Begin

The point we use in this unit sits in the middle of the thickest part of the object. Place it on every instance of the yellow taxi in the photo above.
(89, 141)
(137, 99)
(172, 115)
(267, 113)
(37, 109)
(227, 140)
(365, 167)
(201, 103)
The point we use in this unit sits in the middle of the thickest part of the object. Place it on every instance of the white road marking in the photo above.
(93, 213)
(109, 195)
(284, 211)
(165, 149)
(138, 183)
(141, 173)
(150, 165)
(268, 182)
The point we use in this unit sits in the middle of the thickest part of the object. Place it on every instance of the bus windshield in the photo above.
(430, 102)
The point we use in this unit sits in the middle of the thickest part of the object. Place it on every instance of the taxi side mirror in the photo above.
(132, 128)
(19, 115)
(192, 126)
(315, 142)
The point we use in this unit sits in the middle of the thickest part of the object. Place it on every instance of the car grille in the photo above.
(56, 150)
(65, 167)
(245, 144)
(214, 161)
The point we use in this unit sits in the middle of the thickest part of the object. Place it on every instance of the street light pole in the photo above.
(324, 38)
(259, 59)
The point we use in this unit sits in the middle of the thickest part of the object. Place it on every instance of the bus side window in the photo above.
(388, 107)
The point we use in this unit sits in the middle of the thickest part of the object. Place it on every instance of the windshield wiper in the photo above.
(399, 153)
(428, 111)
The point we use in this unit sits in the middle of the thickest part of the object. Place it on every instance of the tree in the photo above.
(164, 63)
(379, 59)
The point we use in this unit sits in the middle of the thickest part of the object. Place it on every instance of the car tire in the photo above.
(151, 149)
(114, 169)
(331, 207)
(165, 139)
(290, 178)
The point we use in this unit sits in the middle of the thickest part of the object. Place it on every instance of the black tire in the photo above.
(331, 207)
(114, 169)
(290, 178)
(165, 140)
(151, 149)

End
Begin

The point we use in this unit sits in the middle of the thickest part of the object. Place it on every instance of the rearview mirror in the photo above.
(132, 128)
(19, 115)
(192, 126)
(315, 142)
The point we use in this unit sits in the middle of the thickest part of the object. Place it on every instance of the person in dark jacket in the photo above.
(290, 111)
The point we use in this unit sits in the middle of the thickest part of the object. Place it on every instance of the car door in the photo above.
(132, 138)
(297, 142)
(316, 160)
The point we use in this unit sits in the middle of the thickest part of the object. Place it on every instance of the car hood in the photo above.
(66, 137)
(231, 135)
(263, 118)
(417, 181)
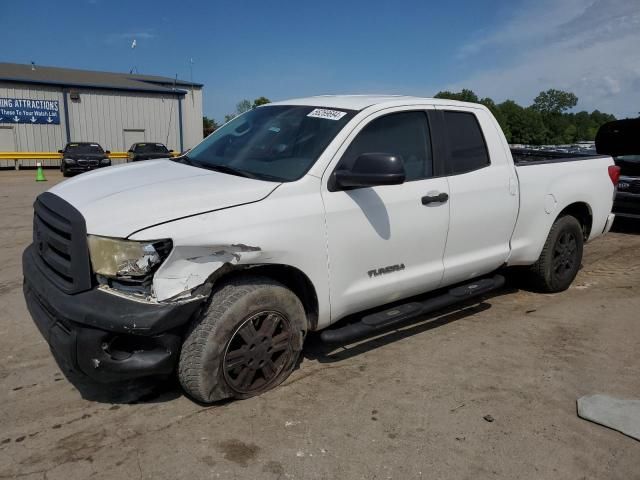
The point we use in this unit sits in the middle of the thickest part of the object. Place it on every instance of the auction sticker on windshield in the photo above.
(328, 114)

End
Begin

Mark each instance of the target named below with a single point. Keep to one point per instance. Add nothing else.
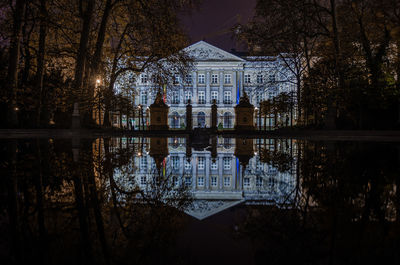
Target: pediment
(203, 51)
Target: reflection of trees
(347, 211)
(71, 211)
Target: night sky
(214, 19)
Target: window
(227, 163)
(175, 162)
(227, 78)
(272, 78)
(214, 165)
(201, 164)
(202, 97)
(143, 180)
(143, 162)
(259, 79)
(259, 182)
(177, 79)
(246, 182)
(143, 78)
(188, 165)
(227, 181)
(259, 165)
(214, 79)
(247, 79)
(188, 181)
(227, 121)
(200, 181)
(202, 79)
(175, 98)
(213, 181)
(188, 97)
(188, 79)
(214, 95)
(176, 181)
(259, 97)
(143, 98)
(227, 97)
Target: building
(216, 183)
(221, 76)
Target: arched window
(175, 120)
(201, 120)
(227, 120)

End

## PROBLEM DESCRIPTION
Tally how many lines in the material above contain the string "taxi", and reply with that number alone.

## WRITTEN REPLY
2